*STATED TASK*: Copy out the listing that follows exactly, dropping every picture.

Raw records:
____

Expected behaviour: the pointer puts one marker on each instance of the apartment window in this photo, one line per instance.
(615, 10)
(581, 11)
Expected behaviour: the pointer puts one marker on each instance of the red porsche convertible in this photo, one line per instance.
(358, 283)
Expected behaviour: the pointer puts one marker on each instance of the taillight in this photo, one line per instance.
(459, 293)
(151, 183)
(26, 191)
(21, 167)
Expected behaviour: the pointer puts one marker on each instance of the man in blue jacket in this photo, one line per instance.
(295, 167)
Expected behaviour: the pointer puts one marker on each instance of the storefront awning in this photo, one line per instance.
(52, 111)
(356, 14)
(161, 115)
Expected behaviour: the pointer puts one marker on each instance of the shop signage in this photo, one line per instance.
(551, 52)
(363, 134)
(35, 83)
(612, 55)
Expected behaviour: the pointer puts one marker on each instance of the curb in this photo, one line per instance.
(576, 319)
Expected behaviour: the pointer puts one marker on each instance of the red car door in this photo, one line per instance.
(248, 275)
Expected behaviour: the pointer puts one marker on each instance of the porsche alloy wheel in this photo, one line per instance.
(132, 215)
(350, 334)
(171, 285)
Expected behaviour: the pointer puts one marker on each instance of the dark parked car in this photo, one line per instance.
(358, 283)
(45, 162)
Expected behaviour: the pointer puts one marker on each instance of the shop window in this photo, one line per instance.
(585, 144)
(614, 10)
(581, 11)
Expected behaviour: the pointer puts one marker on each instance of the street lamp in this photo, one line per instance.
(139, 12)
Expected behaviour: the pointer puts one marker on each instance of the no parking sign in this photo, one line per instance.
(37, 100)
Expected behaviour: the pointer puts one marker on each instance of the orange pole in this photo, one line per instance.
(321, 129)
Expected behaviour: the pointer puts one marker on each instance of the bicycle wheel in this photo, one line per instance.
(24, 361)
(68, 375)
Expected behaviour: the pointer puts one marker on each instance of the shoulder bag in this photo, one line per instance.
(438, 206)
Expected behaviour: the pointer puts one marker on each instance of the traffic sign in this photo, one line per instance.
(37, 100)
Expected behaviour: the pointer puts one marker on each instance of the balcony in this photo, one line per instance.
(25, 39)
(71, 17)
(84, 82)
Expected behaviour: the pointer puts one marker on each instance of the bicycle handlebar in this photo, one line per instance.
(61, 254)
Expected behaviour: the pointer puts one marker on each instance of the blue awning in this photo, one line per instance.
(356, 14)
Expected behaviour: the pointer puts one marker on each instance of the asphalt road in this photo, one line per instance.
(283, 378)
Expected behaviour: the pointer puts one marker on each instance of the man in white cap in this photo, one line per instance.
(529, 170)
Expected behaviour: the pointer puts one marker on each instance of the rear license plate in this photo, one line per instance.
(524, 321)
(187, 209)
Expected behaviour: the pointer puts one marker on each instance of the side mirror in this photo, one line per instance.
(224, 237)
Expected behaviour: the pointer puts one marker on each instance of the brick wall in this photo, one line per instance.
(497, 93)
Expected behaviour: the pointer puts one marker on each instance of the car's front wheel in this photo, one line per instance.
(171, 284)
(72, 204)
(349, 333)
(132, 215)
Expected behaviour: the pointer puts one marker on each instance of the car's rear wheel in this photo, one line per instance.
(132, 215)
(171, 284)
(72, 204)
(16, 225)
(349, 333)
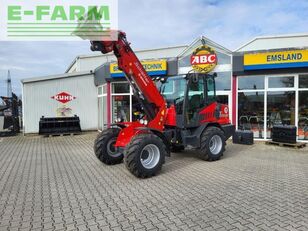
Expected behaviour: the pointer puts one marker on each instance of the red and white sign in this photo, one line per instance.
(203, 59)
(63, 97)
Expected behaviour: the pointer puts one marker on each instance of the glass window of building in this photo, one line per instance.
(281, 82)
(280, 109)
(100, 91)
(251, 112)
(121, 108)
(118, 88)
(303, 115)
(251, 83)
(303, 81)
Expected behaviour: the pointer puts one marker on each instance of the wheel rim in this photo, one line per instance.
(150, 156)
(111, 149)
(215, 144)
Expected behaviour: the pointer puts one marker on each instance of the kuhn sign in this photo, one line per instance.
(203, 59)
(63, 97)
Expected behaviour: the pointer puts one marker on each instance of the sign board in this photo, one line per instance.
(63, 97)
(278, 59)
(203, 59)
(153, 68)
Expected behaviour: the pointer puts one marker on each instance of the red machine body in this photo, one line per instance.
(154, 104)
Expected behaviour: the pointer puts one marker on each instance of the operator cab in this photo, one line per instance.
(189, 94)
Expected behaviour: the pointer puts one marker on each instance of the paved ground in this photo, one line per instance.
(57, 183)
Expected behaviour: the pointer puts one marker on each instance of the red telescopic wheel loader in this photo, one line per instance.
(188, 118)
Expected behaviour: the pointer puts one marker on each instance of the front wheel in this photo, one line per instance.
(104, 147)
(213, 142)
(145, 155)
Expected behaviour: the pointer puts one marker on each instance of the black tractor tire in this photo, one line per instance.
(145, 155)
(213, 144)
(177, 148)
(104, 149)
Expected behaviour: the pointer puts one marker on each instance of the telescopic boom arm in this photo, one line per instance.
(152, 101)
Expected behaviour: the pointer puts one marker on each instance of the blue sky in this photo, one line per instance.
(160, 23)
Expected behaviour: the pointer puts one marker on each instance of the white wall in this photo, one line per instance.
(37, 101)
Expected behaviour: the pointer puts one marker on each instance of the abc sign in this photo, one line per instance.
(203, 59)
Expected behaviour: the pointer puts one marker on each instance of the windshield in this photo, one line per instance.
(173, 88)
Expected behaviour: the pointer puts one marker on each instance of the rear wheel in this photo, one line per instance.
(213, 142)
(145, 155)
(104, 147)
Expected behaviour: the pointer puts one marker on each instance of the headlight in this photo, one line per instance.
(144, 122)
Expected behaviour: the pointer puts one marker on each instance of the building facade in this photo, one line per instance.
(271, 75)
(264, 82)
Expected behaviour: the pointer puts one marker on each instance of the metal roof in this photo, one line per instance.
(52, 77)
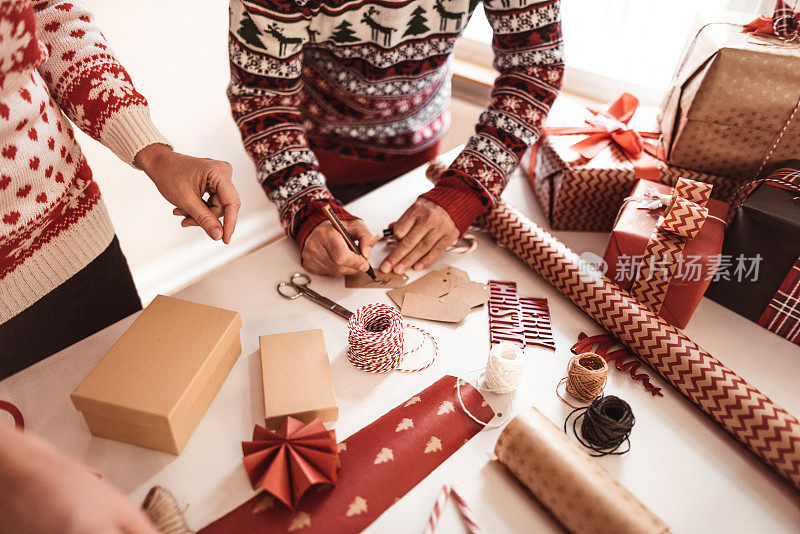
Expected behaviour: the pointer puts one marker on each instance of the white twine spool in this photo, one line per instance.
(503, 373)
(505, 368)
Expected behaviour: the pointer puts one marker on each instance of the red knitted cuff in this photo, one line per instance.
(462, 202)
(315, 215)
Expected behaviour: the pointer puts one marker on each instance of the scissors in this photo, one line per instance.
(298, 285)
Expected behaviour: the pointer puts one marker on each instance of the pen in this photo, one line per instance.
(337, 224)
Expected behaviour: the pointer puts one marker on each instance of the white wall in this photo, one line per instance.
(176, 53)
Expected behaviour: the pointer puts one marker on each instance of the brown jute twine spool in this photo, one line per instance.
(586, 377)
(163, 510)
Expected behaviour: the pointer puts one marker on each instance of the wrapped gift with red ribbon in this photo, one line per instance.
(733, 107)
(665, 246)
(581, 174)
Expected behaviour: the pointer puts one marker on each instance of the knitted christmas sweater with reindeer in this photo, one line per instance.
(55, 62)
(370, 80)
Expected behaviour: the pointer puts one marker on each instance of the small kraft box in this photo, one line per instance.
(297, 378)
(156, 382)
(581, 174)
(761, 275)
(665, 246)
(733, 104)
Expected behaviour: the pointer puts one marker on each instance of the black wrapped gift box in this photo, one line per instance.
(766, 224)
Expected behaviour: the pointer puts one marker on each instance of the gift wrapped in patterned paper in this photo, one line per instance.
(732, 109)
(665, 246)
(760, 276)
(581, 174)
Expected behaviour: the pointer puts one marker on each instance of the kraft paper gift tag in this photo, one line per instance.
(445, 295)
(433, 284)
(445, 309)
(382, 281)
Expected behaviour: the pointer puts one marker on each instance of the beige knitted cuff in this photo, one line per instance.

____

*THE OUTPUT*:
Expected behaviour: the pointer puts one marker on each instance of the apartment window in this photo, one line per instance.
(615, 10)
(581, 11)
Expected behaviour: the pointer puts one marker on each instance of the red porsche convertible in this photo, one line per instance.
(358, 283)
Expected behaviour: the pointer puts one marker on each instance of the taillight in this photo, one line per instance.
(459, 293)
(151, 183)
(26, 191)
(21, 167)
Expected behaviour: the pointer puts one marker on each instance of the man in blue jacket in this photo, one line per instance.
(295, 167)
Expected behaviour: the pointer puts one marker on each instance of the storefront awning in this photo, one line per instance.
(52, 111)
(356, 14)
(161, 115)
Expected behaviour: the pointer puts one marker on each instance of the shop signage in this photo, one line per instance.
(551, 52)
(363, 134)
(35, 83)
(612, 55)
Expected behaviour: the pointer puts one marker on each instance of the curb in this photo, one line per instance.
(576, 319)
Expected behaviour: the pointer puts one marker on each instance of the red car door in this photo, one line per instance.
(248, 275)
Expected behaviour: the pointer puts one marker on each instance of the porsche alloy wheel in this photo, one line per instance.
(132, 215)
(350, 334)
(171, 285)
Expected behaviour: the pointer puts one marker on each instance of the dark parked car in this photo, one line per instance.
(358, 283)
(45, 162)
Expected behaviour: the pointer puts one marker on each instance of the shop window in this photo, one line per instance.
(585, 144)
(614, 10)
(581, 11)
Expected behaviour: the pointer puts one marker on each instance of the street lamp in this photo, one line per instance.
(139, 12)
Expected behaviour: the pointer puts one marker on each instance of the no parking sign in this photo, one line per instance.
(37, 100)
Expected behaviour: the pointer puts one marker on each instance of the orange pole in this photo, one line per instance.
(321, 129)
Expected behaviour: the pointer puts one marker on each instance of the bicycle wheel in this photo, one line per instance.
(24, 361)
(68, 375)
Expected behaviour: the pointer puts one marker on each instance of the shoulder bag in this photo, one line per instance.
(438, 206)
Expected behaviour: the pointer puts one marker on each instance of the traffic sign in this photo, one line per instance.
(37, 100)
Expected behaviour: the pointer puts one marker on each instance of the balcony in this photo, one line per instance.
(25, 39)
(71, 17)
(84, 82)
Expected behaviour: the pointer puts one marker on each instance of the bicycle handlebar in this photo, one line per instance.
(61, 254)
Expected behaviour: the pointer puts one marker on each instance of the blue awning in this photo, one line per instance.
(356, 14)
Expected behaviour: the pointer puts one marker on each instance of the asphalt road in this photo, one line per instance.
(283, 378)
Expected behaviour: the pointer puts one marker on each instance of the man in white cap in this photo, one line per instance.
(529, 170)
Expected behaviour: the pointer puts one marker on each instance of the rear license plate in this photo, one line per instance.
(524, 321)
(187, 209)
Expected behaviour: the pointer puts one marker on each instance of the side mirror in this photo, one line per instance.
(224, 237)
Expected behaviour: the pointer puts one marker on each instance of the brick wall in this photo, one line per instance.
(497, 93)
Expected behaviour: the pointer puts one marker on each instance of the car's front wheel in this photo, one line per instance.
(171, 284)
(72, 204)
(349, 333)
(132, 215)
Expected behaviour: the pointer puts one marker on each instance of the car's rear wheel in this photo, one line per instance.
(132, 215)
(171, 284)
(72, 204)
(16, 225)
(349, 333)
Expected behaviour: the pointer puts one marker on each instance of the red and white sign in this photo, one line per instance.
(203, 59)
(63, 97)
Expected behaviour: the pointer puts one marker on each instance of the glass window of building in this photo, one line per instance.
(281, 82)
(280, 109)
(100, 91)
(251, 112)
(121, 108)
(118, 88)
(303, 115)
(251, 83)
(303, 81)
Expected behaviour: the pointer puts one marker on each instance of the wheel rim in this photo, one line per instance.
(150, 156)
(111, 149)
(215, 144)
Expected behaviour: the pointer puts one marker on each instance of the kuhn sign in this photo, one line per instance.
(203, 59)
(63, 97)
Expected behaviour: the pointer puts one marker on each instance of the sign board in this photo, one line per instance.
(63, 97)
(278, 59)
(203, 59)
(153, 68)
Expected behaviour: the pointer puts one marker on each instance of the red machine body in this photo, one line per instance.
(154, 104)
Expected behaviour: the pointer puts one marker on each instance of the operator cab in this photo, one line per instance.
(189, 94)
Expected behaviour: the pointer puts one marker on each instance of the paved ground in this photo, one line per instance.
(57, 183)
Expected behaviour: the pointer puts one marker on each instance of the red telescopic wheel loader in this photo, one line per instance.
(188, 118)
Expected behaviour: the pointer puts one marker on each instance of the front wheel in this photo, one line per instance.
(104, 147)
(213, 142)
(145, 155)
Expected behaviour: the pointer puts one marker on each instance of the black tractor tire in this photo, one line per instance.
(145, 155)
(213, 144)
(177, 148)
(104, 149)
Expected behaviour: the pointer puts one marker on each instance of the telescopic boom arm in this photo, one line per instance.
(152, 101)
Expected behaviour: the pointer puts one marker on each instance of the blue sky in this photo, one line per instance.
(160, 23)
Expected behaviour: the pointer puts one marker on each instance of the white wall in this photo, one line per instance.
(37, 101)
Expected behaviour: the pointer puts one marker on each instance of the abc sign in this photo, one line per instance.
(203, 59)
Expected behaviour: the pointer puts one marker on each instance of the windshield in this photo, one line per instance.
(173, 88)
Expected behaviour: the pointer puts one marker on each instance of the rear wheel in this photo, one line per instance.
(213, 142)
(145, 155)
(104, 147)
Expected behaviour: the pointer puts one marker on each instance of the headlight in this photo, one line per instance.
(144, 122)
Expected behaviour: the pointer puts one marker on each instance of the building facade in this photo, one line per instance.
(271, 75)
(264, 82)
Expected behaviour: the pointer puts one marker on each instance of the metal roof in this photo, one line per instance.
(52, 77)
Expected behaviour: the pointer puts one marker on each instance of the white twine spool in this photo, one line per instance.
(503, 373)
(505, 368)
Expected behaviour: the pointer puts one marker on each instance of the red knitted cuff in this photo, one line per instance.
(462, 202)
(315, 215)
Expected behaviour: the pointer puts one marker on each instance of the scissors in this photo, one line per instance.
(298, 285)
Expected behaviour: the pointer puts one marker on each instance of the pen in this photo, one line per instance.
(337, 224)
Expected behaviour: the pointer puts one marker on each instance of the white wall in this photo, one line per instance.
(176, 53)
Expected behaviour: the pointer puts one marker on each instance of the brown jute twine spool in this photo, one line per instance.
(586, 377)
(163, 510)
Expected behaviour: the pointer puts one marker on each instance of the wrapped gift with red ribbon in this photo, one line per instance.
(733, 107)
(665, 246)
(581, 174)
Expected behaviour: the pointer puts one marker on each instance of the knitted christmas sweater with reindeer in this photo, one line per instance.
(55, 62)
(370, 80)
Expected behaviour: the pointer puts one marker on each instance of the small kraft box in this photo, one line per instance.
(297, 378)
(156, 382)
(581, 174)
(761, 275)
(665, 246)
(733, 104)
Expected behaviour: the pointer puts one marker on each instance of the black wrapped gift box in this photo, one line per instance.
(766, 224)
Expected behaviour: the pointer puts one marker on each instance of the gift wrapped in patterned paper in this photo, one line per instance.
(732, 109)
(665, 246)
(760, 276)
(581, 174)
Expected behaviour: the pointer puts one marker on each instance of the kraft paper gift tag in this photo, one line per instance.
(445, 295)
(433, 284)
(445, 309)
(382, 281)
Expected behaviour: the pointer puts one marker on each instance of the beige knitted cuff in this photo, one line per instance.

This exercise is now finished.